**PASSAGE:**
The U.S.'s anti-Middle East grand security strategy is designed to preserve U.S. cross-border and cross-continental interests. Other non-regional countries, such as Britain and Russia, for instance, interpret it as a threat to their cross-border interests. Naturally, aggressive U.S. Middle East policies should be treated as a threat by all regional Muslim states. But this is not the case. How come? Why do some regional Arab states still welcome U.S. involvement in the region? Shouldn't these countries interact with powerful countries like Turkey and Iran to cooperate within a framework of a "regional dialogue forum" to thwart the games of the West and the U.S.?
Based on historical data and U.S. foreign policy blunders and crises under President Donald Trump, can we harbor hope that Trump will signal the end of a U.S. anti-Middle East grand security strategy?
The answers to these questions and similar ones lay in developments in contemporary history and the diplomatic culture of the regional states. However, the aim is to give a very brief chronological review of regional U.S. polices and, perhaps, to produce a road map to enable regional states to work together to prevent the continuation of U.S. regional polices.

**TO-DO LIST:**
**a)** According to the passage, which two non-regional countries see the U.S. strategy as a threat to their cross-border interests?
**b)** In the passage, substitute "transnational" for "cross-border" everywhere from "The U.S.'s anti-Middle" down to "grand security strategy?".
**c)** List every country the passage names.
The records after this point come from a different source.

**SUPPLIED RECORDS:**
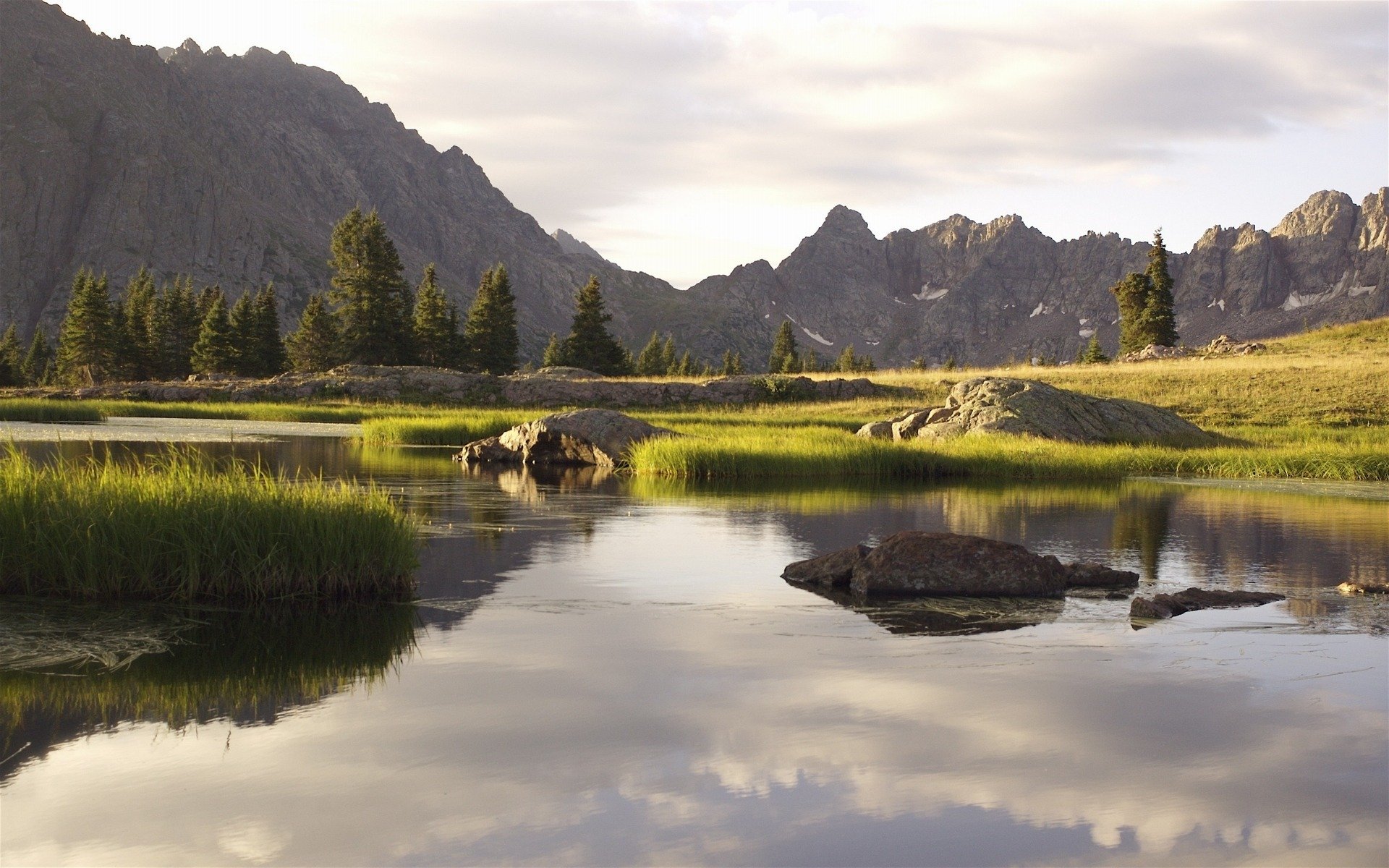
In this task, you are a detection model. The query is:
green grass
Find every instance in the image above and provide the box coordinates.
...
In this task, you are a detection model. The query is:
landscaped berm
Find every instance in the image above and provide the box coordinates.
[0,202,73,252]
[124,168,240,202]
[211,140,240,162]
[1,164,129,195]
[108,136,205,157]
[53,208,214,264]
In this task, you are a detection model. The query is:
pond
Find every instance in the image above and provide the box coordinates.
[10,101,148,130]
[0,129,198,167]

**EXERCISE ANSWERS:**
**a)** Britain and Russia.

**b)**
The U.S.'s anti-Middle East grand security strategy is designed to preserve U.S. transnational and cross-continental interests. Other non-regional countries, such as Britain and Russia, for instance, interpret it as a threat to their transnational interests. Naturally, aggressive U.S. Middle East policies should be treated as a threat by all regional Muslim states. But this is not the case. How come? Why do some regional Arab states still welcome U.S. involvement in the region? Shouldn't these countries interact with powerful countries like Turkey and Iran to cooperate within a framework of a "regional dialogue forum" to thwart the games of the West and the U.S.?
Based on historical data and U.S. foreign policy blunders and crises under President Donald Trump, can we harbor hope that Trump will signal the end of a U.S. anti-Middle East grand security strategy?

**c)** The U.S., Britain, Russia, Turkey, Iran